(Records from a data collection)
start

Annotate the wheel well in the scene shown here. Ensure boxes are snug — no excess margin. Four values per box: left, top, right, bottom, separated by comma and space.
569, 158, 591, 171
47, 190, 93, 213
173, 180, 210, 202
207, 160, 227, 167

end

**STATED PROBLEM**
Output all of the lines above as a Markdown table with the columns Row and Line, numbering each line and omitting any blank lines.

**TASK ANSWER**
| Row | Line |
|---|---|
| 1 | Annotate the wheel well in the scene shown here. Ensure boxes are snug — no excess margin. Four values per box: left, top, right, bottom, separated by comma and space. |
| 2 | 569, 158, 591, 171 |
| 3 | 47, 190, 93, 213 |
| 4 | 173, 180, 210, 202 |
| 5 | 207, 160, 227, 167 |